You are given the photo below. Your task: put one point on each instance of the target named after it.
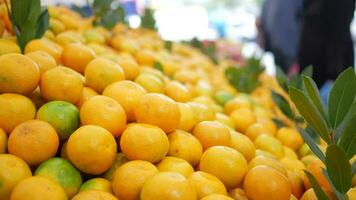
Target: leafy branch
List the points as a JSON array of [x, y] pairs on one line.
[[28, 19]]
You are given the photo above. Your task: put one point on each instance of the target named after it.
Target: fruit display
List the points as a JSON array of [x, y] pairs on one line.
[[89, 113]]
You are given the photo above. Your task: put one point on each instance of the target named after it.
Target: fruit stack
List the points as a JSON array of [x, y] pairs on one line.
[[86, 114]]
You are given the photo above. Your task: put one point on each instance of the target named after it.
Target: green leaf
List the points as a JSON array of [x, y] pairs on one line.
[[317, 189], [283, 105], [312, 144], [348, 138], [313, 93], [341, 96], [338, 168], [147, 20], [310, 113], [282, 79], [158, 66]]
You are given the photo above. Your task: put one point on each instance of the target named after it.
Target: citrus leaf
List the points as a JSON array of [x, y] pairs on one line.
[[341, 96], [313, 93], [348, 138], [310, 113], [312, 144], [316, 187], [338, 168], [283, 105]]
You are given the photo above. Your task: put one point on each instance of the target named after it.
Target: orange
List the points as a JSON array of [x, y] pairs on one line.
[[187, 117], [12, 170], [225, 163], [92, 149], [3, 141], [101, 72], [206, 184], [159, 110], [236, 103], [63, 116], [168, 186], [15, 109], [296, 183], [94, 195], [262, 181], [269, 144], [105, 112], [62, 172], [177, 91], [243, 118], [130, 177], [127, 94], [212, 133], [256, 130], [120, 160], [87, 93], [184, 145], [144, 142], [217, 197], [43, 60], [77, 56], [267, 161], [202, 112], [238, 194], [174, 164], [61, 83], [35, 188], [46, 45], [39, 136], [18, 74], [150, 82], [222, 118], [96, 184], [242, 144], [290, 137]]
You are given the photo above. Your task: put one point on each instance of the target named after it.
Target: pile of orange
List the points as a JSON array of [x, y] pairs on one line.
[[84, 115]]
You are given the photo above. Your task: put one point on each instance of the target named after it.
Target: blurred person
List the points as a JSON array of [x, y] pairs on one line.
[[325, 40], [280, 25]]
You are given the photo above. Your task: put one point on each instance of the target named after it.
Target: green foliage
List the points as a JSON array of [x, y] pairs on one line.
[[107, 15], [245, 78], [29, 20]]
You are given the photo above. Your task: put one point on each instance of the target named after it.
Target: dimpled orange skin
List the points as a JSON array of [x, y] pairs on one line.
[[144, 142], [184, 145], [18, 74], [212, 133], [105, 112], [46, 45], [225, 163], [37, 135], [77, 56], [15, 109], [92, 149], [94, 195], [34, 188], [43, 60], [158, 110], [130, 177], [61, 83], [168, 186], [262, 181], [101, 72], [206, 184], [127, 94]]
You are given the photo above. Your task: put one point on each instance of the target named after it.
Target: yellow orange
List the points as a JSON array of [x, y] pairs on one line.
[[105, 112], [18, 74], [127, 94], [158, 110], [37, 135]]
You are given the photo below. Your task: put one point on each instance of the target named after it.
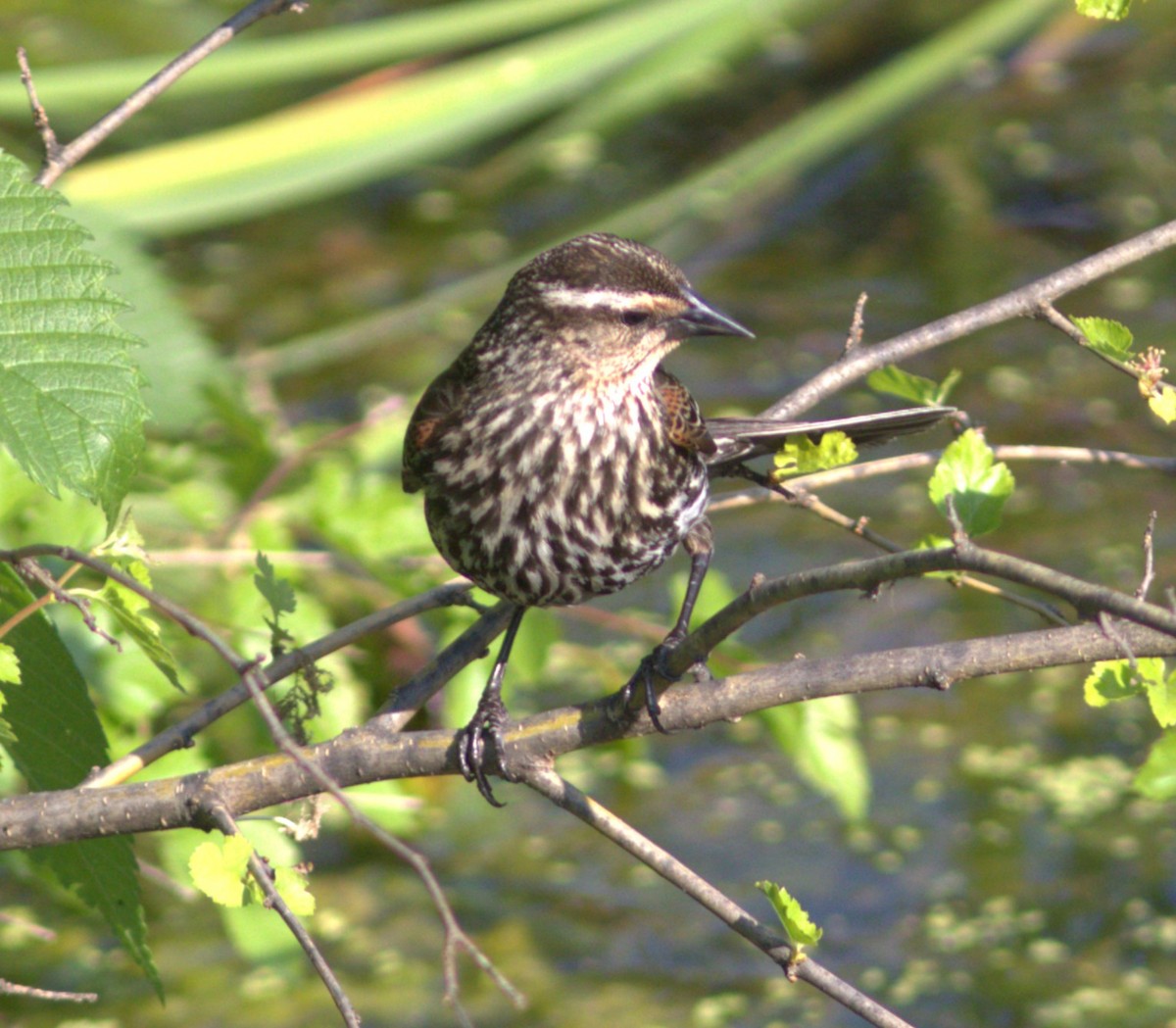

····················

__Description of the task__. Please give the entries from the start through the line holding "[[84, 115]]", inclusive, as a two-column CSV with the columns entry and answer. Use one row per entry, put each text in a single quoted field with line breaks turned into spaces, and leave the pictures out.

__Finished exercise__.
entry,answer
"You are given the photo below. Your task: put one point on each instance of the target named after it. Target: leafy branch List the points as a JSON array of [x, y] pairs on one line.","[[28, 19]]"
"You are given the photo above. Your task: put one point on each instance of the target named after it. Target: fruit display List the points as a JSON array of [x, y] pairs on one line.","[[89, 113]]"
"You are given the photo above. Your task: put one point on each instance of the target named after it. Target: fruit stack List the points as a JSON array of [x, y] pairs on one line.","[[86, 114]]"
"You are given the photo above. Your task: put one point on each instance of the target named after it. Target: green leaf List the points as a JSON array of [x, y] pairs on one line.","[[317, 189], [283, 105], [312, 144], [348, 138], [313, 93], [341, 96], [338, 168], [147, 20], [310, 113], [282, 79], [158, 66]]"
"You are given the photo above. Your task: put one point on each instance of the target named after it. Target: citrus leaf List the points as a JSON array of [x, y] pairs on one line.","[[341, 96], [313, 93], [348, 138], [310, 113], [312, 144], [316, 187], [338, 168], [283, 105]]"
"You are given the photo above. Your task: put one point on each instance of the target named after it. Target: orange List the points as a JSON array of [x, y] pairs on one line.","[[187, 117], [12, 170], [225, 163], [92, 149], [3, 141], [101, 72], [206, 184], [159, 110], [236, 103], [63, 116], [168, 186], [15, 109], [296, 183], [94, 195], [262, 181], [269, 144], [105, 112], [62, 172], [177, 91], [243, 118], [130, 177], [127, 94], [212, 133], [256, 130], [120, 160], [87, 93], [184, 145], [144, 142], [217, 197], [43, 60], [77, 56], [267, 161], [202, 112], [238, 194], [174, 164], [61, 83], [35, 188], [46, 45], [39, 136], [18, 74], [150, 82], [222, 118], [96, 184], [242, 144], [290, 137]]"
"You are given the photo above. Your task: put one point on each instance of the target named after it. Target: pile of orange List the points as a JSON array of [x, y] pairs on one line.","[[84, 115]]"